*TO BE DONE*: In the listing below, copy word for word the lines running from the line with "Could you spot the window sill" up to and including the line with "point(611, 276)".

(Object position labeling entries)

— START —

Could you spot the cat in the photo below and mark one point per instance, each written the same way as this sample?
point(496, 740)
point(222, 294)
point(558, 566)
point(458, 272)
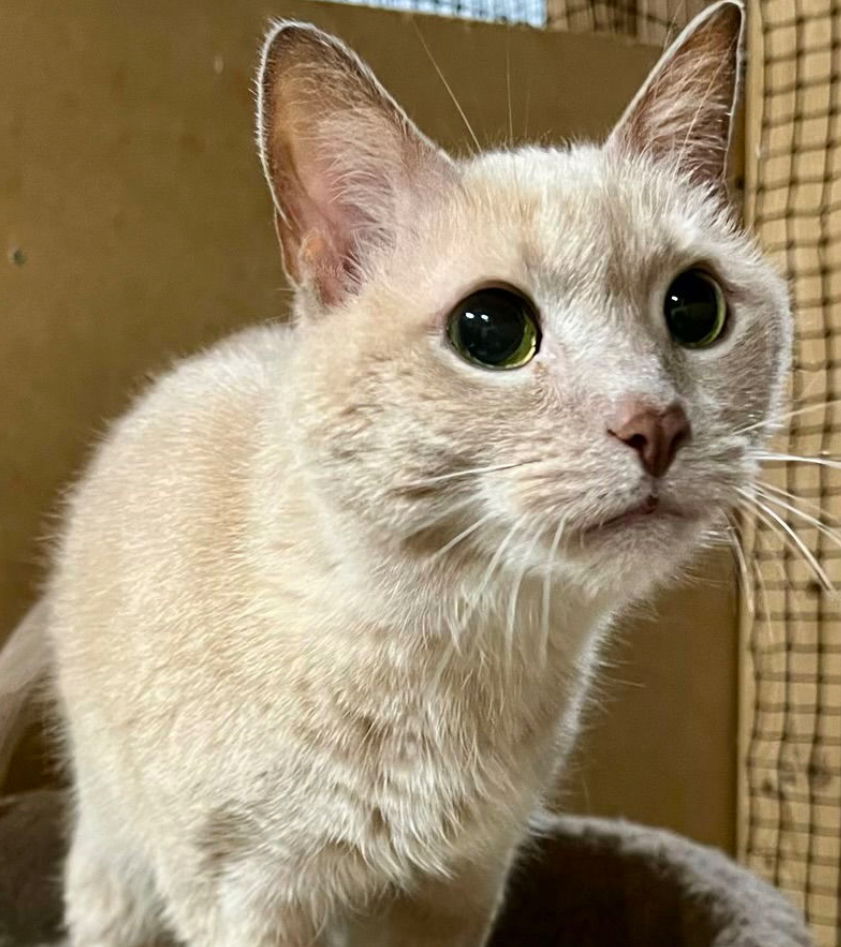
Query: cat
point(326, 604)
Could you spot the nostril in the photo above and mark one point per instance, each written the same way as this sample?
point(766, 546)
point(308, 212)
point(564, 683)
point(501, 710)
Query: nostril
point(638, 441)
point(655, 435)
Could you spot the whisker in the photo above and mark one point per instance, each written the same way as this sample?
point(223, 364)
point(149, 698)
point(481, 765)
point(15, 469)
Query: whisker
point(512, 604)
point(742, 564)
point(446, 85)
point(804, 516)
point(822, 513)
point(508, 86)
point(458, 538)
point(777, 419)
point(764, 512)
point(774, 457)
point(547, 592)
point(474, 600)
point(455, 475)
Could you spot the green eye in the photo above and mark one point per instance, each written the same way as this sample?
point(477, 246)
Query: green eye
point(695, 309)
point(495, 328)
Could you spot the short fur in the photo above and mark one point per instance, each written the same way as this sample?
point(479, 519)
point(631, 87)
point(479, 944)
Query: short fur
point(316, 675)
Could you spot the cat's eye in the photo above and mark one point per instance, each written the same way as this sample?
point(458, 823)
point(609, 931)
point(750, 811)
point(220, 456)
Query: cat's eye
point(495, 328)
point(695, 309)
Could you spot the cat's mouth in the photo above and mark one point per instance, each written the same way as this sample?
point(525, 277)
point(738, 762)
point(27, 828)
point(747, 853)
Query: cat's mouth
point(652, 509)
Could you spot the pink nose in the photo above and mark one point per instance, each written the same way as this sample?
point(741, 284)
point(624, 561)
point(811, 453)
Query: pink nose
point(655, 434)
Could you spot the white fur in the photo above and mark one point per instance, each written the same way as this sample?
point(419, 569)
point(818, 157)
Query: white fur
point(290, 716)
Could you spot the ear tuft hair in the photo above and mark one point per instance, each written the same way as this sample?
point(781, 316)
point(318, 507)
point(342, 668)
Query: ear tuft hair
point(343, 161)
point(684, 112)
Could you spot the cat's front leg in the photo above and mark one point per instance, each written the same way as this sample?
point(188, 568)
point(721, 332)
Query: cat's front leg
point(254, 903)
point(453, 912)
point(110, 899)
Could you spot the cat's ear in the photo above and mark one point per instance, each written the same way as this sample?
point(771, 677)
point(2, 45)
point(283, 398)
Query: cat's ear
point(343, 161)
point(684, 112)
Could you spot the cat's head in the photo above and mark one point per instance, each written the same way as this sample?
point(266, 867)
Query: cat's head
point(531, 353)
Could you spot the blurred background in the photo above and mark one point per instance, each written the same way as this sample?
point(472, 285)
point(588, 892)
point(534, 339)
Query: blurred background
point(136, 228)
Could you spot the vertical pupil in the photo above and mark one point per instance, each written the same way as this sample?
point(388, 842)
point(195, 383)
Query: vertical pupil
point(692, 308)
point(492, 327)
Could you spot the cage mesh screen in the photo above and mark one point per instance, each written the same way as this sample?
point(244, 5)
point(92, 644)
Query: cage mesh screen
point(790, 767)
point(791, 798)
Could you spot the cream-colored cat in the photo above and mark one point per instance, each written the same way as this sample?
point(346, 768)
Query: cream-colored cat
point(327, 601)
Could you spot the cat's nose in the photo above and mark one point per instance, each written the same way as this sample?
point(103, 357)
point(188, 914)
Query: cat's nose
point(656, 434)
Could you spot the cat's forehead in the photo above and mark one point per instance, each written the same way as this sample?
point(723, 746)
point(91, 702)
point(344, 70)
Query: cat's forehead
point(585, 193)
point(576, 218)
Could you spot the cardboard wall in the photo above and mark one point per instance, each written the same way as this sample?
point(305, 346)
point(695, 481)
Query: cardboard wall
point(136, 227)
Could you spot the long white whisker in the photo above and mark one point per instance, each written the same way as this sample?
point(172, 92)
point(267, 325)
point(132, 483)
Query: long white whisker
point(474, 600)
point(778, 419)
point(806, 517)
point(460, 536)
point(512, 604)
point(469, 472)
point(547, 592)
point(764, 512)
point(821, 512)
point(742, 565)
point(443, 79)
point(772, 456)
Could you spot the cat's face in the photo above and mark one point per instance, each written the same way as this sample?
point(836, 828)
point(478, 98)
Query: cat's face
point(606, 435)
point(594, 243)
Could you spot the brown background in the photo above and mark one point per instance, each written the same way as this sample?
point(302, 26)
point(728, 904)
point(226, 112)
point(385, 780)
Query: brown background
point(137, 227)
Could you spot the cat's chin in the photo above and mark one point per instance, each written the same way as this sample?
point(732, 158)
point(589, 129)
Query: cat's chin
point(643, 542)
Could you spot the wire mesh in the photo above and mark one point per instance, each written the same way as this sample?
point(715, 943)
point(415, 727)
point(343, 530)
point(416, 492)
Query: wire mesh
point(790, 771)
point(791, 805)
point(532, 12)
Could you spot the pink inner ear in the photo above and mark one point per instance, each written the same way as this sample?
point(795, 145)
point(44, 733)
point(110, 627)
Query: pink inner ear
point(684, 112)
point(343, 161)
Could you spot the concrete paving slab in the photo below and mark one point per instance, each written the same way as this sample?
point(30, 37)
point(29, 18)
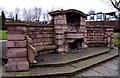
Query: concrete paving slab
point(92, 73)
point(111, 66)
point(68, 57)
point(106, 71)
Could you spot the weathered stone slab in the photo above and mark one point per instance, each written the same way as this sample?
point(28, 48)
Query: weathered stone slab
point(11, 67)
point(16, 37)
point(22, 65)
point(17, 52)
point(16, 43)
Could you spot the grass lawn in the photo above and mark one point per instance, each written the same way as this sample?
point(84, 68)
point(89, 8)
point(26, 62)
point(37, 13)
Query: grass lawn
point(116, 39)
point(3, 34)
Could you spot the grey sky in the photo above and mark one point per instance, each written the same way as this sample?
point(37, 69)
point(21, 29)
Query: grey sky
point(82, 5)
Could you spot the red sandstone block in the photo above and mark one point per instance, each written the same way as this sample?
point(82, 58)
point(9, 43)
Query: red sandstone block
point(10, 44)
point(12, 60)
point(11, 67)
point(16, 43)
point(21, 29)
point(11, 28)
point(22, 65)
point(20, 43)
point(16, 37)
point(15, 32)
point(17, 52)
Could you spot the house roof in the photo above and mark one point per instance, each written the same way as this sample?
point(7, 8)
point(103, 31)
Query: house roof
point(57, 12)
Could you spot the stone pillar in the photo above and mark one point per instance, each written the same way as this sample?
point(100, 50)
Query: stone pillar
point(16, 44)
point(109, 32)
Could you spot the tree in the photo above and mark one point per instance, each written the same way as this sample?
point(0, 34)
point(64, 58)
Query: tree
point(10, 15)
point(16, 12)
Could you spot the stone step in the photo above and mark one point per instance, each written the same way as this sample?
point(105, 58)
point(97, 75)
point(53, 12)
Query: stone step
point(63, 70)
point(67, 61)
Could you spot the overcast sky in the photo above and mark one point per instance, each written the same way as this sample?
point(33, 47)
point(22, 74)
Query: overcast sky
point(82, 5)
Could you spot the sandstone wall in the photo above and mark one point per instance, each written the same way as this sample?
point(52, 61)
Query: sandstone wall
point(16, 45)
point(100, 36)
point(43, 38)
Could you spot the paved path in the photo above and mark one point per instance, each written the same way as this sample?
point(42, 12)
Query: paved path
point(109, 68)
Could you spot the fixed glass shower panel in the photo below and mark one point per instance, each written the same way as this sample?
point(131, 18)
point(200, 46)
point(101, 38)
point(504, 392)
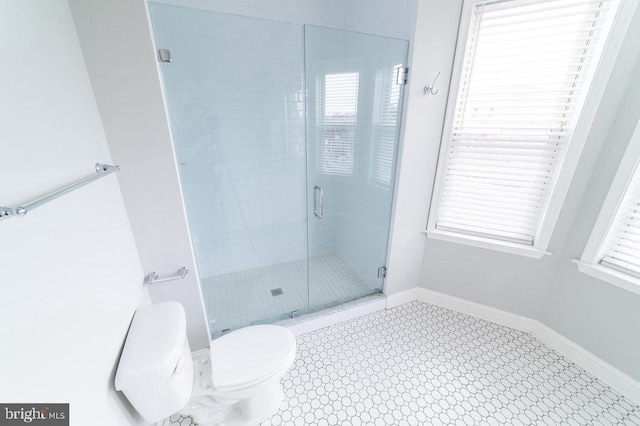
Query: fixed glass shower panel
point(234, 93)
point(285, 139)
point(354, 99)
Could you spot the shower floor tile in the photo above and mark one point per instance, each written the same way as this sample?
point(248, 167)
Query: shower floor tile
point(419, 364)
point(243, 298)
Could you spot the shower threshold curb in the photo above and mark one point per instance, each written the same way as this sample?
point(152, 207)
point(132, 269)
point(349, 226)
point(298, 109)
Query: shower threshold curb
point(336, 314)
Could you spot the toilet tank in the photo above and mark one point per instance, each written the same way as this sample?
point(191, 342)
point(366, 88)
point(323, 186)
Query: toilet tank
point(155, 371)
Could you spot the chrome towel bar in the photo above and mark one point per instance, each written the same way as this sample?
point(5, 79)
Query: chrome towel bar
point(154, 277)
point(101, 171)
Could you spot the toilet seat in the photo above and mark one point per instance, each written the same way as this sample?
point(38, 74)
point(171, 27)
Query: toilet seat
point(251, 355)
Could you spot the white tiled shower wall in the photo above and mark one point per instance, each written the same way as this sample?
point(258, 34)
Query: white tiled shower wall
point(238, 121)
point(237, 112)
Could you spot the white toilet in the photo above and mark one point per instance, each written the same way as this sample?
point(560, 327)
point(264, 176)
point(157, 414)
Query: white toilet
point(236, 382)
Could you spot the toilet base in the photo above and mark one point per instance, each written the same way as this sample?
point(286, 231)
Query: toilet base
point(208, 410)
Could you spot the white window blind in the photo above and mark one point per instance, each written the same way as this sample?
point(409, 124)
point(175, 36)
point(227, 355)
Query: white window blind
point(386, 129)
point(526, 70)
point(338, 122)
point(621, 249)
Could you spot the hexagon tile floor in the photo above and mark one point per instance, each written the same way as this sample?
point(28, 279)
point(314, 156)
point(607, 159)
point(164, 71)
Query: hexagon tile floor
point(419, 364)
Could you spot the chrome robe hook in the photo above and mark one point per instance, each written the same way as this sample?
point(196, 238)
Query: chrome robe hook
point(430, 88)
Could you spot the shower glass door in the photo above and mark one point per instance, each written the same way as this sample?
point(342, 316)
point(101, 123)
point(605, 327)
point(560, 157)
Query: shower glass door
point(234, 93)
point(253, 136)
point(354, 101)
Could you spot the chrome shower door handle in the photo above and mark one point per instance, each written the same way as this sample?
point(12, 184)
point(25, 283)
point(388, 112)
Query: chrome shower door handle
point(315, 202)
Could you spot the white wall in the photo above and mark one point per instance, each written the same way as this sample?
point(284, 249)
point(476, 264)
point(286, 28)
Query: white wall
point(432, 51)
point(118, 50)
point(70, 277)
point(601, 318)
point(120, 57)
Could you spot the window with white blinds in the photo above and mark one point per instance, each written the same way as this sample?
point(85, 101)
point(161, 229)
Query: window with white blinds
point(621, 249)
point(527, 67)
point(338, 123)
point(386, 123)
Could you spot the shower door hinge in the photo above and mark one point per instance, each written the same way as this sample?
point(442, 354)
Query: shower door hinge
point(403, 75)
point(382, 272)
point(164, 55)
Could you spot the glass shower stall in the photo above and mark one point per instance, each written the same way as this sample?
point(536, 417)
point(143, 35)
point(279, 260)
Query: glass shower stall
point(285, 137)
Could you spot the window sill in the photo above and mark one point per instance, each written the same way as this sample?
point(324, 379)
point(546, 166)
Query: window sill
point(487, 243)
point(611, 276)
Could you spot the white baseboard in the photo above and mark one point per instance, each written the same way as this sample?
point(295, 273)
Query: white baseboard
point(610, 375)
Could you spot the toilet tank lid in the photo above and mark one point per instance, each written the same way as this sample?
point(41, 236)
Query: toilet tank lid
point(154, 343)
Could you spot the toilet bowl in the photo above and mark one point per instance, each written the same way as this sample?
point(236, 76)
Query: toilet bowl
point(238, 381)
point(234, 382)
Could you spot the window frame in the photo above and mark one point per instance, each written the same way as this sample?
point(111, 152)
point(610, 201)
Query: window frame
point(589, 263)
point(590, 105)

— END —

*OUTPUT FOR THIS TASK*:
Could you spot the window sill in the photo above and mark one point per instance, each written the same way as this sample?
point(324, 379)
point(546, 166)
Query: window sill
point(487, 243)
point(611, 276)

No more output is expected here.